#### What to produce
Filter the material below down to the lines containing the word "railway".
------ Excerpted records ------
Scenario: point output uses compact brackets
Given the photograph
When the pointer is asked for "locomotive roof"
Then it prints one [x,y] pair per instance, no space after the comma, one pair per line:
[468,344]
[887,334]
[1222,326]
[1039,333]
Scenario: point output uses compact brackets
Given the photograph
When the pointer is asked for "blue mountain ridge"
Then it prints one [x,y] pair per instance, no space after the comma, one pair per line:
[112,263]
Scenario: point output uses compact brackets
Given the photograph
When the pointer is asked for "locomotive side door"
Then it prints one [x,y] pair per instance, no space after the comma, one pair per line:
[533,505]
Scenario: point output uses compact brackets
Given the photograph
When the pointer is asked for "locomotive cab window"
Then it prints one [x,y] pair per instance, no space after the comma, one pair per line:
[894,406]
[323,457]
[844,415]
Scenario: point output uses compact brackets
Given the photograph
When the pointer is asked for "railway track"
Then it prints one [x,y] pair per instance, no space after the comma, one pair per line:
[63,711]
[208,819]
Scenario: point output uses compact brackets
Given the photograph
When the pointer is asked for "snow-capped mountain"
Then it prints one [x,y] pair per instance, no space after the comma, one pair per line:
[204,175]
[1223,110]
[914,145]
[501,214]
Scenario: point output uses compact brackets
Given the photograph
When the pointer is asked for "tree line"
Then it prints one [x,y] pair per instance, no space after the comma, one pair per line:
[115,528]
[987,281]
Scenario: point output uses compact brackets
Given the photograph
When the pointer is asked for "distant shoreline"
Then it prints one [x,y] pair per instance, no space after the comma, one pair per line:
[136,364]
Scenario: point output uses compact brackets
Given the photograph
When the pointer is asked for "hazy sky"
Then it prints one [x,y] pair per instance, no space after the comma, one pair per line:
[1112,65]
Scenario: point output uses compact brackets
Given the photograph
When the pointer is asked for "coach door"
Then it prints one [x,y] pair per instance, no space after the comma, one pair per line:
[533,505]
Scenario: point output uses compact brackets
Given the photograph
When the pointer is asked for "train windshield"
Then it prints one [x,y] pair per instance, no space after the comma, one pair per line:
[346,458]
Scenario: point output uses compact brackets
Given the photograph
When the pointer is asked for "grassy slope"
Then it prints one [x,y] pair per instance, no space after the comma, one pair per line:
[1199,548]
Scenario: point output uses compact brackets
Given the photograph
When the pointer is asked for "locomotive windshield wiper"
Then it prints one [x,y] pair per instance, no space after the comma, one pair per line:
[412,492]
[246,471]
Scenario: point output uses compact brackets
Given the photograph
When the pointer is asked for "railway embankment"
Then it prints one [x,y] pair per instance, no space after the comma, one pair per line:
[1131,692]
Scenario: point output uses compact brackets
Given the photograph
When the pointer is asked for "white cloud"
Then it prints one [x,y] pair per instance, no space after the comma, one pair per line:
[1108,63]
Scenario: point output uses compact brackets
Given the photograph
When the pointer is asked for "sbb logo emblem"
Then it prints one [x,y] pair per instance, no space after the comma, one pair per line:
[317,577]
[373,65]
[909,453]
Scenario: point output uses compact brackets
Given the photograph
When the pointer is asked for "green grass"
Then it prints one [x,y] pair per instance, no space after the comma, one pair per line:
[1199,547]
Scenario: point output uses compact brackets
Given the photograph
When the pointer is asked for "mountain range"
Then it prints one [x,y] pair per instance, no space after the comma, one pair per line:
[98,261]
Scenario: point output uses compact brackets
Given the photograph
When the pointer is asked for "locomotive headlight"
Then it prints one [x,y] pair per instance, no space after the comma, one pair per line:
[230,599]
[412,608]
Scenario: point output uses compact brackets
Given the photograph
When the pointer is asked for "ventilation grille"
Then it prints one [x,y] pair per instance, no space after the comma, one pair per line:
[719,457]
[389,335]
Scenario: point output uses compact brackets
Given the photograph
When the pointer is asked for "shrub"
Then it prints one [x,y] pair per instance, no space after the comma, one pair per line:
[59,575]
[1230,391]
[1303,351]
------
#### Response to this exercise
When the pointer is asked for "railway track"
When the pointer is asked for "railway embankment"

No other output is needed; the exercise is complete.